■ **What you should do**
Output every entry exactly as written, skipping any pictures.

■ **Data to process**
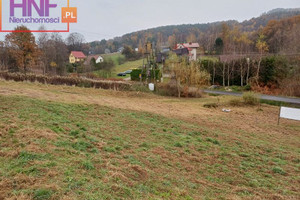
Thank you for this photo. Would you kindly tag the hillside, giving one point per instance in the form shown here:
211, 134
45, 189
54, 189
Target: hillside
61, 142
168, 35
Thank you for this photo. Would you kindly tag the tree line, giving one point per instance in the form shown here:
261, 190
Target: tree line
47, 54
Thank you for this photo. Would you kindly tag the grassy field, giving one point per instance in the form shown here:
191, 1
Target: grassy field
61, 142
123, 67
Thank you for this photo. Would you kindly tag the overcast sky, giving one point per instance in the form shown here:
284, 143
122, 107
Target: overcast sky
105, 19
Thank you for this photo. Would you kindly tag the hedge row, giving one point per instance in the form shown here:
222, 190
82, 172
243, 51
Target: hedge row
135, 74
64, 80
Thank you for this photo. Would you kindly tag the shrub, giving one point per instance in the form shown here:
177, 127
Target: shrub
210, 105
42, 194
140, 88
250, 98
278, 170
235, 102
154, 74
64, 80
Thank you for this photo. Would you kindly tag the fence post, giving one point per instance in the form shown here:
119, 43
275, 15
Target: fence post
279, 115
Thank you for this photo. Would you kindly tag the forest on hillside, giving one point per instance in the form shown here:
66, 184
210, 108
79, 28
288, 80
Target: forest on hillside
207, 34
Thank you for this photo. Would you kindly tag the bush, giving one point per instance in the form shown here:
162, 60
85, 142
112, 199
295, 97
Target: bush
210, 105
64, 80
140, 88
42, 194
135, 74
235, 102
250, 99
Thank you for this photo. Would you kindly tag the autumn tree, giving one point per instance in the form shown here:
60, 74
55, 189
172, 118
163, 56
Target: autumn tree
186, 74
76, 42
22, 48
262, 48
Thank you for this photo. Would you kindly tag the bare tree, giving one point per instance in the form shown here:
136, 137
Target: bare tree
75, 42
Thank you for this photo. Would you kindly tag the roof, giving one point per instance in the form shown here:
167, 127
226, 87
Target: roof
191, 45
78, 54
180, 52
90, 57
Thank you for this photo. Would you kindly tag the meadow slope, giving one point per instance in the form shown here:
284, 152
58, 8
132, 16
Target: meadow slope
59, 142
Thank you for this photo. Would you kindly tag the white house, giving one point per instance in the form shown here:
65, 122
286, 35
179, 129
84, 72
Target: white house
98, 59
192, 47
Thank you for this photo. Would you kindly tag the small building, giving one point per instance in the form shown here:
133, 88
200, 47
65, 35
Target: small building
98, 59
77, 57
181, 52
120, 50
192, 48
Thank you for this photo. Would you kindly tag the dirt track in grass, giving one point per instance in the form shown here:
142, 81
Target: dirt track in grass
250, 119
250, 130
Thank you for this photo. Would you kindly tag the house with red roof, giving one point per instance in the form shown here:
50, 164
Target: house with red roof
98, 59
192, 48
76, 57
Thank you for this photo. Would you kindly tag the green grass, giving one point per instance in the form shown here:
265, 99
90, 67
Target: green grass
123, 67
53, 150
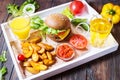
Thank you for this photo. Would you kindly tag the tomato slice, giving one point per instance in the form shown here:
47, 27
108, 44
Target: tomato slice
21, 57
78, 41
65, 52
76, 7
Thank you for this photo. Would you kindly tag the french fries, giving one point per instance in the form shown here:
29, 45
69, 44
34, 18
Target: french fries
39, 56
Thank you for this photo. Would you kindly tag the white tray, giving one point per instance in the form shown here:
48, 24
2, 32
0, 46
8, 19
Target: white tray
60, 66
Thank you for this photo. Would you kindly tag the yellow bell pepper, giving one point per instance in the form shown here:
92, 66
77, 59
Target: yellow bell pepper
111, 12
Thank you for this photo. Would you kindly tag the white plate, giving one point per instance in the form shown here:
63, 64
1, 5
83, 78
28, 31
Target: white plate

■ **Result for this exercise**
Thank you for this photo. Would you kindly tag the hillside, giving one point per instance in the form shown here:
211, 134
45, 189
54, 189
Target: hillside
61, 142
168, 35
Thank you for this photo. Would you kindly tag the tree line, giving one point per instance in the form shown here:
261, 190
Target: tree line
47, 54
Thank you for this photo. Would you kindly tag the grassy field, giving one point per instance in the form shown here:
191, 1
Target: grassy field
61, 142
123, 67
Thank you for this photo. Would you kindly tag the overcast sky, giving one point per instance in the form shown here:
284, 143
122, 107
Target: overcast sky
105, 19
Thank you for this photo. Would you kindly tag the hedge row, giving one point per instance in the form shown here:
222, 190
82, 172
243, 51
Target: hedge row
135, 74
64, 80
Thank you for this photo. Would you kindly tag the shrub, giving one point per instance in the form shown here:
177, 127
Target: shrub
210, 105
42, 194
140, 88
250, 98
278, 170
235, 102
154, 74
64, 80
Thank you for this photo. Would you kindly tag the fence post, giving one point per instance in the form shown here:
119, 43
275, 15
Target: fence post
279, 115
Thank you for this photo. Would you kindly tag the forest on hillside, giving one point per instance in the form shown here:
66, 184
210, 108
79, 28
288, 80
Target: forest on hillside
207, 34
Thank you for this photo. Would you kindly tag the bush, giving one point per instance in the form shown here:
162, 60
85, 142
112, 199
295, 97
Target: bush
210, 105
64, 80
140, 88
42, 194
135, 74
235, 102
250, 99
Thank you for this photo. Would you kindly tag the autumn tree, giving one point per instance in the form shown here:
60, 74
55, 189
172, 118
163, 56
Target: autumn tree
186, 74
76, 42
22, 48
262, 48
Thank you for this photo. Would you kindly tag the bare tree, giving one point per instance in the form shown here:
136, 137
Target: bare tree
75, 42
Thank you for this photo. Would you kindly tag the roof, giving one point per instance in the form shown here:
167, 127
226, 87
Target: roof
191, 45
78, 54
180, 52
90, 57
Thank you for this photo. Would you kindly tag the meadow slope, giving one point per instance in the form shown here:
284, 152
58, 8
132, 16
Target: meadow slope
59, 142
Thank you for this photo. Would you kindly tag the white house, giving one point per instance in the form shown here:
65, 122
286, 35
179, 129
84, 72
Target: white house
98, 59
192, 47
Thank you for this photo. Would you kindly tag the small building, giving one point per instance in the form shown here:
133, 88
200, 47
65, 35
Target: small building
98, 59
77, 57
181, 52
120, 50
192, 48
Thank you for this photo. Would you kindly tag the dirt track in grass, giving one point per instance in the form shown here:
142, 81
Target: dirt track in grass
250, 119
250, 130
Thank you for this photo. Would you kindly tag the house with red roof, giving one point per instance in the form shown here:
50, 164
Target: house with red roof
98, 59
192, 48
76, 57
Thank you for this photo. Would you kindly tag the green grass, giving one point per instance in the form shown here:
265, 99
90, 67
Target: green grass
123, 67
53, 150
Thank you for this photo. Would you kindly tag the tomato slice, giving one point per instance in the form shown here:
47, 27
108, 44
Target: tomato slice
21, 57
78, 41
65, 52
76, 7
Thank you for this photo. Would you kindly tag the french fries, giving one point per instance in the form shown here:
29, 45
69, 44
34, 18
Target: french fries
39, 56
Thank you for this photo. Would you kindly tag the white tray, giving one point per instance in the form shown here:
48, 24
2, 32
0, 46
8, 19
Target: white tray
60, 66
Thank you for this photo. Would you kindly tag the yellow bell pepper, giving one point per instance in the form shown here:
92, 66
77, 59
Target: yellow bell pepper
111, 12
Thank you for this photo. Would you kindly tag the white plate, giving one point per instance in the form shown here:
63, 64
1, 5
83, 78
28, 31
Target: white plate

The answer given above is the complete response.